I have not had any luck constructing a minimal test case.
People who are deeply familiar with the internals of the Python
interpreter tell me that this "should be impossible" because each
module is loaded into its own ELF namespace. I can't actually verify
that for myself -- I don't see any references to dlmopen() in CPython
3.7's source code, and as far as I know, that's the only way to do
that. But assuming it's true, it immediately raises a red flag for
me, because I do know that both g++-compiled C++ in general, and
critical bits of libstdc++ in particular (e.g. the exception unwinder)
rely on certain data objects being unique within the entire address
On the hypothesis that the problem is caused by two copies of
libstdc++.so and/or libgcc_s.so being loaded into a single address
space, which cannot reasonably be made to work, even if they're the
exact same version: we need some way of loading a shared object such
that only one copy will be loaded, and reused for each ELF namespace
that needs it. As far as I can tell, this is currently not possible.

* [Problems to work on]
A. According to the text on ELF namespaces, why can't the writer verify that each Python module is loaded into its own ELF namespace? Answer in one to three sentences.
B. Repeat everything in the text on ELF namespaces from "rely on certain" down to "currently not possible.".
C. Pick up the text on ELF namespaces after its final sentence and continue it.
The listing after this point is separate material, unrelated to the text on ELF namespaces.

* [Available data]
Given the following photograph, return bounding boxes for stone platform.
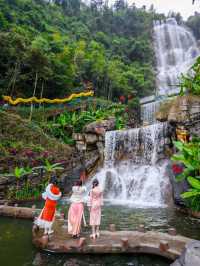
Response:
[0,205,197,266]
[33,218,191,260]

* [Answers to the tasks]
A. The writer finds no references to dlmopen() in CPython 3.7's source code. As far as the writer knows, dlmopen() is the only way to load modules into separate ELF namespaces.

B.
rely on certain data objects being unique within the entire address
On the hypothesis that the problem is caused by two copies of
libstdc++.so and/or libgcc_s.so being loaded into a single address
space, which cannot reasonably be made to work, even if they're the
exact same version: we need some way of loading a shared object such
that only one copy will be loaded, and reused for each ELF namespace
that needs it. As far as I can tell, this is currently not possible.

C.
Ideally the trigger for this behavior would be an annotation on each
shared object that needs it, rather than requiring all programs that
use ELF namespaces to be aware of the issue; however, we might _also_
want a way for a program that uses ELF namespaces to request this
behavior, in case it's trying to support old libraries that don't have
the annotation even though they ought to.
I have very limited time to work on this myself and I'm not even fully
confident I understand the problem. I'm writing this message as a
call for volunteers from the toolchain side who have the time and
understanding to tackle the problem; I can put you in touch with the
appropriate people from the Python side.